Please extract every line of the items below that contains the string "black". Case counts.

Part of a data file
• • • •

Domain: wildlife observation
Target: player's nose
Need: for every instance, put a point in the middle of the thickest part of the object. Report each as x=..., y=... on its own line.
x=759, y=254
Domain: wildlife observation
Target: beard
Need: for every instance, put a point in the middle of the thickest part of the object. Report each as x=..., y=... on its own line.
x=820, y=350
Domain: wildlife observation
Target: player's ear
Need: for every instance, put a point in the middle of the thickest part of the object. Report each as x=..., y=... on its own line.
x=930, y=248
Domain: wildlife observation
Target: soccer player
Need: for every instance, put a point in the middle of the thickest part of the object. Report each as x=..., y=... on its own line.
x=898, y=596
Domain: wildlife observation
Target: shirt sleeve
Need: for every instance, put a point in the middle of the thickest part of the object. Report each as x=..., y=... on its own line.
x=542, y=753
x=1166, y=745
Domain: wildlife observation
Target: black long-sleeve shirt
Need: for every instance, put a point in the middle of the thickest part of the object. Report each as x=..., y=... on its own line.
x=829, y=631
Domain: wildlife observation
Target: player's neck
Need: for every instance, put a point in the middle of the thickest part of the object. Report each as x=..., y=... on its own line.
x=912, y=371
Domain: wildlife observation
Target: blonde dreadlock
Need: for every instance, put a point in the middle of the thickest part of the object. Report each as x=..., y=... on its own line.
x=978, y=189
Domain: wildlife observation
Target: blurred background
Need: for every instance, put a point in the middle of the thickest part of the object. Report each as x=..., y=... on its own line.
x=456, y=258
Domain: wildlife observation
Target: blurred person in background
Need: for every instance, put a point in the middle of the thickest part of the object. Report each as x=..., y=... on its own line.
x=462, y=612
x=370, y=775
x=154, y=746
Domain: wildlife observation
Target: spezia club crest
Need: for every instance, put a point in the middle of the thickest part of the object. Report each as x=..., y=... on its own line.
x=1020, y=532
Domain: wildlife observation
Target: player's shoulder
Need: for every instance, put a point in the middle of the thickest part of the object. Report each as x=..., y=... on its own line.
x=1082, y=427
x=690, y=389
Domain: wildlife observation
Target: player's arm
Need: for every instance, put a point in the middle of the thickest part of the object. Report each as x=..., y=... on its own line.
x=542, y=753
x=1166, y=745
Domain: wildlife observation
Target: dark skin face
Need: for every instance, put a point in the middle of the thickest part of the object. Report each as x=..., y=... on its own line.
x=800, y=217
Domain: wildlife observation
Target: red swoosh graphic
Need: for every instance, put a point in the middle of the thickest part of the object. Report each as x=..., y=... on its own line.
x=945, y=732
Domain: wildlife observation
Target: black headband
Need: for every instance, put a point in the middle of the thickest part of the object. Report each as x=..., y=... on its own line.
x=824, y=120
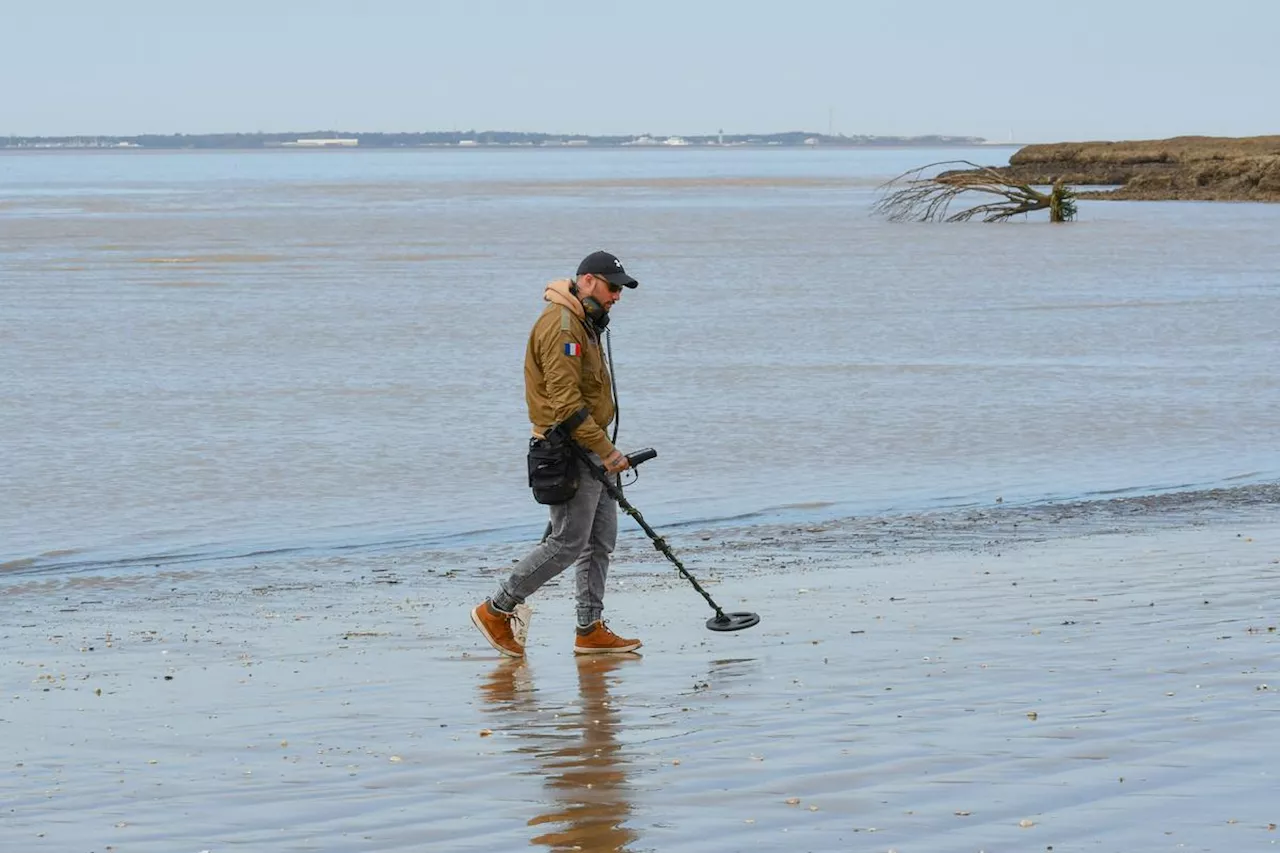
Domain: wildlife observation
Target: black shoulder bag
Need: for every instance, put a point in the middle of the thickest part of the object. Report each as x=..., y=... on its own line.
x=553, y=470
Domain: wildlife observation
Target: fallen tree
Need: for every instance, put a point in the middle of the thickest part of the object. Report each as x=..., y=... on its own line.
x=927, y=195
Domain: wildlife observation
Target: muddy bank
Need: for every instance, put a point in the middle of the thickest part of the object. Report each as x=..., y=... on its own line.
x=1192, y=168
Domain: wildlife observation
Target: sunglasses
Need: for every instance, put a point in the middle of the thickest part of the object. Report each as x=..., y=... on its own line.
x=613, y=288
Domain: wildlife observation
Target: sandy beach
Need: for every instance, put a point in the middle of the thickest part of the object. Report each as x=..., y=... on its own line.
x=1095, y=676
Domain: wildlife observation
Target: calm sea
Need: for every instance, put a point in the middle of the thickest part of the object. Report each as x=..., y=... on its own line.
x=227, y=352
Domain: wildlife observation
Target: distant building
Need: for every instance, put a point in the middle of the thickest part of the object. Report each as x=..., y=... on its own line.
x=324, y=144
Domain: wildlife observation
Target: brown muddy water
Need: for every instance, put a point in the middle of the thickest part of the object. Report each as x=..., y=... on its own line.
x=309, y=352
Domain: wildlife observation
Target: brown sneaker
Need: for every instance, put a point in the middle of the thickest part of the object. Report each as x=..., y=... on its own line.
x=598, y=639
x=496, y=626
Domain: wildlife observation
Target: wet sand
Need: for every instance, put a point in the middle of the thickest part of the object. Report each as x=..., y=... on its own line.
x=1097, y=676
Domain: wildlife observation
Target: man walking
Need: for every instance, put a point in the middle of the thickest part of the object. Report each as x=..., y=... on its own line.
x=567, y=384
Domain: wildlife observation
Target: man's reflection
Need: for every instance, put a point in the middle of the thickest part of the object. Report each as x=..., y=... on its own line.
x=577, y=755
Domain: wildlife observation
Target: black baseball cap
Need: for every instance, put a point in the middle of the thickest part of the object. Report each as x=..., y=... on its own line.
x=607, y=267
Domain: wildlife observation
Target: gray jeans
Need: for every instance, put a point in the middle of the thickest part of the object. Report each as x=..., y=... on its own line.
x=584, y=532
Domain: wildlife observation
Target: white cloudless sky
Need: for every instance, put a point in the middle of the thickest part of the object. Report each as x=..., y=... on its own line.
x=1029, y=71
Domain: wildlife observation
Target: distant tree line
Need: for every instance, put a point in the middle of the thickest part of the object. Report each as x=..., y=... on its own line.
x=455, y=137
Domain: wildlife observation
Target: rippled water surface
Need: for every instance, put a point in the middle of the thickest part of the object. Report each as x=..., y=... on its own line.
x=224, y=352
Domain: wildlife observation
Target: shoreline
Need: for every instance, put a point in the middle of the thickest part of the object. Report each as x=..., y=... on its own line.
x=938, y=528
x=1100, y=675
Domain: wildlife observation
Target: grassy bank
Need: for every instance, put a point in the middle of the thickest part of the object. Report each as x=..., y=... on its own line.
x=1183, y=168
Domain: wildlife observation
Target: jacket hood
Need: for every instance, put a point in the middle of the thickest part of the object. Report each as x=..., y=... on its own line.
x=558, y=293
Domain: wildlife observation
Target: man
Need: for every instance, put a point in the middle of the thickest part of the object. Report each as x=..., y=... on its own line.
x=567, y=382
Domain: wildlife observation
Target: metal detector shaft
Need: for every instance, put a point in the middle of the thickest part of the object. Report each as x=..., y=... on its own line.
x=658, y=542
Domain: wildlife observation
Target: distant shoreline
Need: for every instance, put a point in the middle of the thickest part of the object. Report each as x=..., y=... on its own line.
x=324, y=140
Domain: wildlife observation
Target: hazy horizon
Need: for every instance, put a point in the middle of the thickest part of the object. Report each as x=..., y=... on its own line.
x=995, y=69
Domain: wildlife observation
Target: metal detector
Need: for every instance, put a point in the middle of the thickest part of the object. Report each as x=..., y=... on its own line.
x=721, y=621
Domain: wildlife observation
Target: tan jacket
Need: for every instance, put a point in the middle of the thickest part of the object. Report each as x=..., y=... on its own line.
x=565, y=370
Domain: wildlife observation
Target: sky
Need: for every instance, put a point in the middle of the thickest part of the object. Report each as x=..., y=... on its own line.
x=1025, y=72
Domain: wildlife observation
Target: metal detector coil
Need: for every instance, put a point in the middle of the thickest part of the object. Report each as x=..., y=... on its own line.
x=732, y=621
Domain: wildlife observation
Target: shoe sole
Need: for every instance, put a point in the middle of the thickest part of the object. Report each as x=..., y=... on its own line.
x=484, y=633
x=612, y=649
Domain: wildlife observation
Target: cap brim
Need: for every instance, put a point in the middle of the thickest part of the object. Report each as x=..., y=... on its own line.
x=618, y=278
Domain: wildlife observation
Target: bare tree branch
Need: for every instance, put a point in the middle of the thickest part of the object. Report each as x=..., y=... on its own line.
x=926, y=195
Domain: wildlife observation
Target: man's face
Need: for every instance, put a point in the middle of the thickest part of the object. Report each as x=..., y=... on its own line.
x=602, y=291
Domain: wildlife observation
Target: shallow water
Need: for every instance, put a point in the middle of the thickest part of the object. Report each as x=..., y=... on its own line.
x=227, y=352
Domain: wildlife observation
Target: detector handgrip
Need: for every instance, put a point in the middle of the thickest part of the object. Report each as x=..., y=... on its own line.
x=641, y=456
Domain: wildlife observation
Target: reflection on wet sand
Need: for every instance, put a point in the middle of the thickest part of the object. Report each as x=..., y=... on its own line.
x=576, y=752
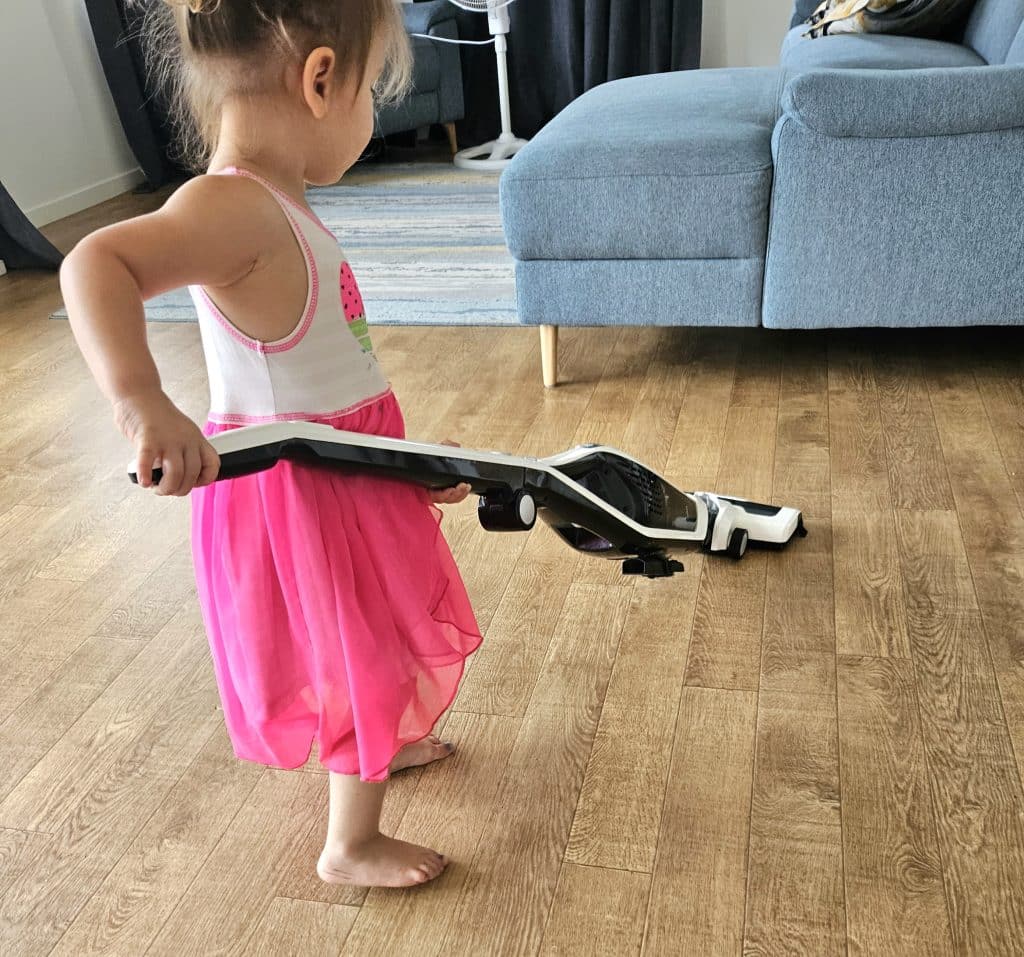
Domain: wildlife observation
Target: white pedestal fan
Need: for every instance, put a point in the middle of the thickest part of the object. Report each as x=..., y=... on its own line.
x=497, y=154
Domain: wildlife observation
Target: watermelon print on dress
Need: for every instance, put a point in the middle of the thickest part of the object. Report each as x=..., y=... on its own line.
x=355, y=313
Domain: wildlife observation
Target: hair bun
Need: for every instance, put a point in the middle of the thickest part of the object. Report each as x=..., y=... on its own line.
x=197, y=6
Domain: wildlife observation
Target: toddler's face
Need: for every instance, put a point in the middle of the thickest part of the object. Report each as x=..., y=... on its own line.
x=348, y=126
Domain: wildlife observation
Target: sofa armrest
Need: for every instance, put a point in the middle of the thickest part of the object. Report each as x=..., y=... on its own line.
x=894, y=103
x=423, y=17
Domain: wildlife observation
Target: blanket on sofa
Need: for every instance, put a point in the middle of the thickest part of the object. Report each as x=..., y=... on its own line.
x=910, y=17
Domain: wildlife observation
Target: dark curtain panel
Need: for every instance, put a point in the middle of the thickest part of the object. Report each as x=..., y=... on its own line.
x=22, y=245
x=117, y=27
x=558, y=49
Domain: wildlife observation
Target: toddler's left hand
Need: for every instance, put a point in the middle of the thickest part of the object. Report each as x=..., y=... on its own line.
x=451, y=495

• • • •

--- REPLY ---
Target: black long-sleeve shirt
Target: black headband
Target: black shoulder bag
Target: black baseball cap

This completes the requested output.